▸ Instructions for the task
Report, word for word, every line of the material that contains "picture".

▸ Data
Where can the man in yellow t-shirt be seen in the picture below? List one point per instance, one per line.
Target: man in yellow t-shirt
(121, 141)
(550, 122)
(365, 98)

---

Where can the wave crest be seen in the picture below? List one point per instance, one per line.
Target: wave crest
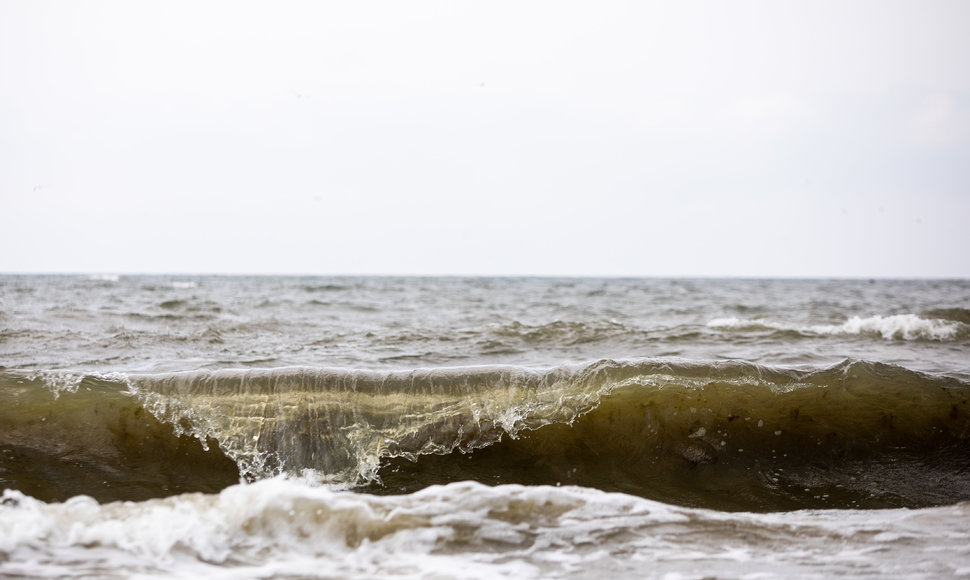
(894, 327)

▸ Answer to this exercise
Where can the man in yellow t-shirt be seen in the picture below? List one point per instance, one per line.
Where can the wave crest be seen in the picture below? List one point per instance, one per line.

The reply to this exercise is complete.